# START OF Excerpted text
It would seem that the state of the particle prior to the second measurement was completely defined by the results of the first measurement. In other words, the state of the second particle is set into a definite state (using quantum-mechanical jargon, the state is said to “collapse”) the instant that the first measurement is made. This implies that there is instantaneous action at a distance −− violating everything that Einstein believed about reality (and violating the law that nothing can travel faster than the speed of light). He therefore had no choice but to consider this conclusion of instantaneous action to be false. Therefore quantum mechanics could not be a complete theory of physical reality −− some deeper theory, yet undiscovered, was needed to resolve the paradox.
Bohr, on the other hand, did not hold “reality” so sacred. In his rebuttal to the EPR paper, which he published six months later under the identical title , he rejected Einstein’s criterion for reality. He had no problem with the two observers making the same measurements and finding identical answers. Although one measurement may affect the conditions of the second despite their great distance, no information could be transmitted by this dual measurement process, and hence there was no violation of causality. Bohr’s mind-boggling viewpoint was that reality was nonlocal, meaning that in the quantum world the measurement at one location does influence what is measured somewhere else, even at great distance. Einstein, on the other hand, could not accept a nonlocal reality.
The Intensity Interferometer: Hanbury Brown and Twiss (1956)
Optical physics was surprisingly dormant from the 1930’s through the 1940’s. Most of the research during this time was either on physical optics, like lenses and imaging systems, or on spectroscopy, which was more interested in the physical properties of the materials than in light itself. This hiatus from the photon was about to change dramatically, not driven by physicists, but driven by astronomers.
# END OF Excerpted text
(Directive A): Please recast the rows as a Markdown table with the columns No. and Line, from the line containing "the concrete bridge" up to and including the last line of the rows, and leave out any blank lines.
# START OF Supplied data
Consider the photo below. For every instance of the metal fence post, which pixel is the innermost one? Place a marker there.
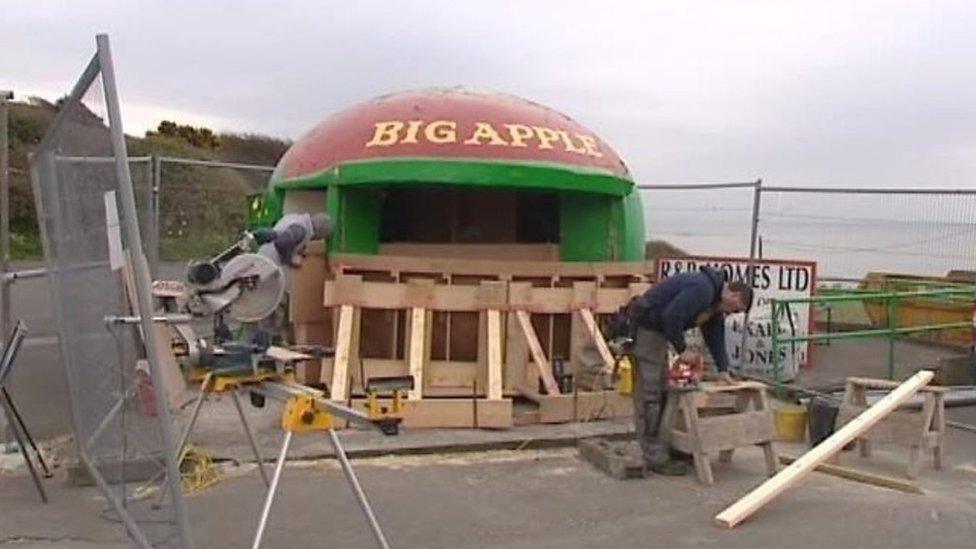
(154, 207)
(4, 214)
(140, 271)
(750, 266)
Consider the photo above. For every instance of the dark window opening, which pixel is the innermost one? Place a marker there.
(469, 215)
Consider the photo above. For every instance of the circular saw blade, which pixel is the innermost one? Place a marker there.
(259, 300)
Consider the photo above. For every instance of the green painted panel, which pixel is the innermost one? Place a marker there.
(631, 228)
(584, 232)
(399, 171)
(359, 221)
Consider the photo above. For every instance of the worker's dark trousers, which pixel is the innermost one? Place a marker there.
(650, 352)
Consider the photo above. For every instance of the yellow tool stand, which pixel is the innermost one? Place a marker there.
(306, 410)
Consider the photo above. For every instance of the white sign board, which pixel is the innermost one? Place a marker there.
(771, 279)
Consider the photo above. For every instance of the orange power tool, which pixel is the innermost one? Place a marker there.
(686, 375)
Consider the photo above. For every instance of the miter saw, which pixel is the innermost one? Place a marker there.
(244, 285)
(247, 284)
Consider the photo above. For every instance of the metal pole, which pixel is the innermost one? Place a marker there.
(143, 281)
(4, 213)
(250, 438)
(750, 266)
(889, 311)
(269, 500)
(185, 437)
(374, 525)
(156, 180)
(20, 436)
(774, 325)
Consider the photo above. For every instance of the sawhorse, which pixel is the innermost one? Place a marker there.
(696, 422)
(919, 430)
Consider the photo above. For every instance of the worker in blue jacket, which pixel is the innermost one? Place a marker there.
(661, 316)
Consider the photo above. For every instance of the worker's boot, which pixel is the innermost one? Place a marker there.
(670, 468)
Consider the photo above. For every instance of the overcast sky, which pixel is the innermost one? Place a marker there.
(871, 93)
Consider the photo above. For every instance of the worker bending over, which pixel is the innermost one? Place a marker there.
(661, 316)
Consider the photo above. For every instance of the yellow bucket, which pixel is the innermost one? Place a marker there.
(791, 423)
(625, 376)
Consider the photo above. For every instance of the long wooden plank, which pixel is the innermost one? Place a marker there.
(776, 485)
(601, 345)
(452, 412)
(345, 262)
(172, 376)
(494, 354)
(417, 351)
(541, 362)
(858, 475)
(340, 365)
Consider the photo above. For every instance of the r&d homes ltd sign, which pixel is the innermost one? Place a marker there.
(771, 279)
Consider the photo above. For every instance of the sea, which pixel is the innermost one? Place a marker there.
(847, 236)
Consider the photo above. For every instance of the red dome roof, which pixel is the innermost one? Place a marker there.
(449, 123)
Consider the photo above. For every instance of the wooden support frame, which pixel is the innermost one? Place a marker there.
(494, 320)
(589, 321)
(754, 500)
(538, 357)
(417, 351)
(345, 344)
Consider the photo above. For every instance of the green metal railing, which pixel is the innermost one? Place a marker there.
(780, 307)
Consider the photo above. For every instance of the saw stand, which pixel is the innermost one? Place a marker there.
(306, 410)
(17, 426)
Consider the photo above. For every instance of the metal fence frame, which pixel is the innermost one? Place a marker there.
(43, 171)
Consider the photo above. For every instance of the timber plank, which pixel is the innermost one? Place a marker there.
(344, 349)
(541, 362)
(754, 500)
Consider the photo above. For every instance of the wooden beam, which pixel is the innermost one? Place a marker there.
(776, 485)
(417, 351)
(494, 354)
(340, 365)
(541, 362)
(861, 476)
(452, 412)
(601, 345)
(516, 354)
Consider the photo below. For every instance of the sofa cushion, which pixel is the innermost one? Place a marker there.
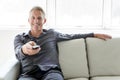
(103, 56)
(72, 57)
(106, 78)
(79, 79)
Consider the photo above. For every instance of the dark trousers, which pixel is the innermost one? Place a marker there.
(37, 74)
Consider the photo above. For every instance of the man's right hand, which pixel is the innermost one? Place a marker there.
(27, 48)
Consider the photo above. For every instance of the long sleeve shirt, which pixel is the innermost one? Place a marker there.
(47, 57)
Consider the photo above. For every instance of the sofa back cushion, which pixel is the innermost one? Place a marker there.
(72, 57)
(103, 56)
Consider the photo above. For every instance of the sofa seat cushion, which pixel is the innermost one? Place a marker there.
(106, 78)
(78, 79)
(72, 57)
(104, 57)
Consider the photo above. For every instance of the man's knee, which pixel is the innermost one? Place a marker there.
(26, 78)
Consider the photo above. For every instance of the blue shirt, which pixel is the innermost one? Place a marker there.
(48, 55)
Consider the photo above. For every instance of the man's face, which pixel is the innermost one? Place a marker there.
(36, 20)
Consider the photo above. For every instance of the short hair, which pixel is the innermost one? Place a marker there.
(39, 9)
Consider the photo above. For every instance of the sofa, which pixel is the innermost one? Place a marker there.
(82, 59)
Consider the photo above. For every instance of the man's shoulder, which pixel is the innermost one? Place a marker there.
(22, 34)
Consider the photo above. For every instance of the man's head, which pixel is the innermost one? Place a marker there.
(36, 18)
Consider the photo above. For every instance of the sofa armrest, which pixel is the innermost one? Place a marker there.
(10, 70)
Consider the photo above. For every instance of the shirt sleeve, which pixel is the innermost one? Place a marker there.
(18, 42)
(63, 37)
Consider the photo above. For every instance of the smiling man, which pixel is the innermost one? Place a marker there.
(42, 62)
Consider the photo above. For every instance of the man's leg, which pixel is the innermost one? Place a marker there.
(26, 78)
(53, 75)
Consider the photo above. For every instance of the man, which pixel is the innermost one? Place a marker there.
(42, 63)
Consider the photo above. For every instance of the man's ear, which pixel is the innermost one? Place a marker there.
(44, 20)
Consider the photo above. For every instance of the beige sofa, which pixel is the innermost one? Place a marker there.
(83, 59)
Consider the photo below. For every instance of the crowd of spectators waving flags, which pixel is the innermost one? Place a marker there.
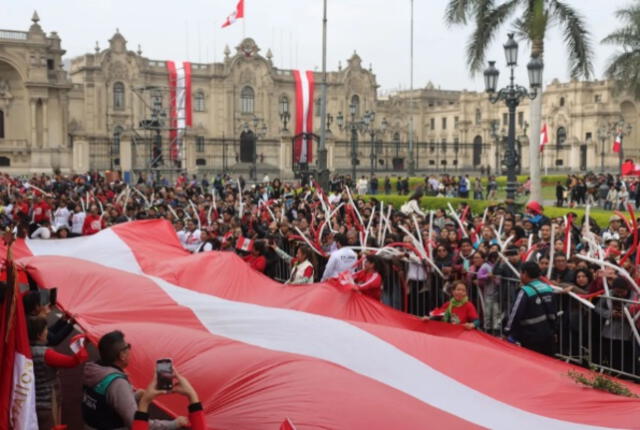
(501, 271)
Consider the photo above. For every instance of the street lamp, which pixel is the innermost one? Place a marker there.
(511, 95)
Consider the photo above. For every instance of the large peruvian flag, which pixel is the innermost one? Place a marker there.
(322, 356)
(180, 115)
(17, 379)
(302, 150)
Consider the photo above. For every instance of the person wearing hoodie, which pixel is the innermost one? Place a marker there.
(109, 401)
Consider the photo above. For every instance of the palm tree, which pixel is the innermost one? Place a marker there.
(531, 19)
(624, 67)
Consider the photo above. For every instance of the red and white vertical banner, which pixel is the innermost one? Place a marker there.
(544, 137)
(17, 378)
(617, 144)
(302, 150)
(180, 114)
(235, 15)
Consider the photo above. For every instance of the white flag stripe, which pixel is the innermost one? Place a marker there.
(320, 337)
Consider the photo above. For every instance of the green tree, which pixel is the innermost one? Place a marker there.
(624, 66)
(530, 20)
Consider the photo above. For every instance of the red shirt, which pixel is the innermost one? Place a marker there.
(92, 224)
(41, 212)
(370, 283)
(465, 313)
(258, 263)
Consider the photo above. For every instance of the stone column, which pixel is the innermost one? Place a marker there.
(80, 156)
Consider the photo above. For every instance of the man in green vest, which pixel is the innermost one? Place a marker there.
(532, 320)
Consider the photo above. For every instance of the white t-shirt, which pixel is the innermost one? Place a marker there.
(77, 221)
(339, 261)
(61, 217)
(41, 233)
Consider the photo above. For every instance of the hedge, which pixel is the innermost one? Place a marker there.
(600, 216)
(416, 181)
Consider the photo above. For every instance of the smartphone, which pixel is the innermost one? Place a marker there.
(164, 372)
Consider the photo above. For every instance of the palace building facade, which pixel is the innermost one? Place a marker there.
(108, 109)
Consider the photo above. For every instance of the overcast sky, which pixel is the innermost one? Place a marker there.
(377, 29)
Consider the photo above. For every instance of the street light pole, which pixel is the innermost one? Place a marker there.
(511, 95)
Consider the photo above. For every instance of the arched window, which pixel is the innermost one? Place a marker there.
(199, 102)
(284, 104)
(355, 105)
(561, 136)
(247, 100)
(118, 96)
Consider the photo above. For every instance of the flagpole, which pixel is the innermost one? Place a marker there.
(411, 160)
(323, 174)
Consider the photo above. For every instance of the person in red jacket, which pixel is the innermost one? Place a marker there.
(46, 362)
(369, 280)
(182, 386)
(458, 310)
(256, 258)
(93, 222)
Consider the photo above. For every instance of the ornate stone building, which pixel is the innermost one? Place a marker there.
(96, 114)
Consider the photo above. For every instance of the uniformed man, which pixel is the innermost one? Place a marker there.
(532, 320)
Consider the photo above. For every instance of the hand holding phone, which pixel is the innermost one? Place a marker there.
(164, 374)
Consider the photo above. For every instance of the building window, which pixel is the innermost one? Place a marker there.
(284, 104)
(355, 102)
(199, 143)
(561, 136)
(118, 96)
(199, 102)
(247, 100)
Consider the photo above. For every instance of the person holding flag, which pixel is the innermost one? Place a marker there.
(46, 363)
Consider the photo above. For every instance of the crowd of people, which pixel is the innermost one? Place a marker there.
(510, 272)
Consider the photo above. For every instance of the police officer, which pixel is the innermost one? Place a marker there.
(532, 321)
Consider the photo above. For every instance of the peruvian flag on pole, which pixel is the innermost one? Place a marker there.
(302, 152)
(17, 379)
(544, 137)
(235, 15)
(180, 116)
(244, 244)
(617, 144)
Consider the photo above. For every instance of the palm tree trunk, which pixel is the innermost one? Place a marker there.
(535, 119)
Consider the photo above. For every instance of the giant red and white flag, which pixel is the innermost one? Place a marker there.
(235, 15)
(180, 114)
(302, 150)
(544, 137)
(17, 379)
(324, 356)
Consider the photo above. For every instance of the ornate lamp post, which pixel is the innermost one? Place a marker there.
(511, 95)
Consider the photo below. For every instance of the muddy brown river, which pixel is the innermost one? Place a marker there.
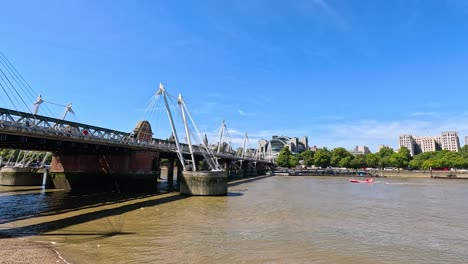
(278, 219)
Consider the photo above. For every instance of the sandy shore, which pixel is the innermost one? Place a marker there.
(18, 250)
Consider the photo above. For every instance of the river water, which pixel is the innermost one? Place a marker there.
(278, 219)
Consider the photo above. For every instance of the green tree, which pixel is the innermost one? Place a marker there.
(346, 162)
(322, 158)
(372, 160)
(401, 158)
(307, 157)
(359, 161)
(284, 158)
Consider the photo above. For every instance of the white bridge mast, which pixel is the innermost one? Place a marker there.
(187, 132)
(162, 92)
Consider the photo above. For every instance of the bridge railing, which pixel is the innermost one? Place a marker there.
(21, 123)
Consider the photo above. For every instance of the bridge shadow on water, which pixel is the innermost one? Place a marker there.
(236, 182)
(33, 211)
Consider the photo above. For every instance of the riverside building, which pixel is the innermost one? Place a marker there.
(271, 148)
(446, 141)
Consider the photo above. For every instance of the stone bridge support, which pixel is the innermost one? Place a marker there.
(130, 171)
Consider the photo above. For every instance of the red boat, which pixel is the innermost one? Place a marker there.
(369, 180)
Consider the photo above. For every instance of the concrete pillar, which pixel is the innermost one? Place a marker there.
(180, 169)
(204, 183)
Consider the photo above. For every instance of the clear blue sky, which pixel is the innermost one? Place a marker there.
(344, 73)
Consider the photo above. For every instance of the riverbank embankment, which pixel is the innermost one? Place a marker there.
(375, 173)
(19, 250)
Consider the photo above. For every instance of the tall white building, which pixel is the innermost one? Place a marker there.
(408, 142)
(446, 141)
(449, 140)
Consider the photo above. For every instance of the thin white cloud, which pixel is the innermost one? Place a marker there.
(331, 12)
(427, 114)
(373, 133)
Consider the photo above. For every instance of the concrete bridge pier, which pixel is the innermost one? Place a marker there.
(170, 171)
(180, 170)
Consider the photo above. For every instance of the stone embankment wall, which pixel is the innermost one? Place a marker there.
(421, 174)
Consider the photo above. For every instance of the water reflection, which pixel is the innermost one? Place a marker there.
(275, 219)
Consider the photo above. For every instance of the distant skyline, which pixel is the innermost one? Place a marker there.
(343, 73)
# END OF Supplied data
(Directive B): List every person named in the excerpt on quantum physics.

(Full output A):
| No. | Line |
|---|---|
| 1 | Consider the photo above. For every instance of the concrete bridge pier, which pixel is the innermost one? Place a marker there. |
| 2 | (170, 171) |
| 3 | (180, 170) |
| 4 | Consider the photo above. For every instance of the stone embankment wall, which pixel is the innermost one? Place a marker there. |
| 5 | (421, 174) |
| 6 | Consider the photo above. For every instance of the water reflection, which pixel is the innermost one? Place a marker there. |
| 7 | (275, 219) |
| 8 | Consider the photo above. For every instance of the distant skyline, which pixel is the innermost one? Place a marker there. |
| 9 | (343, 73) |

(Full output B):
- Einstein
- Bohr
- Hanbury Brown
- Twiss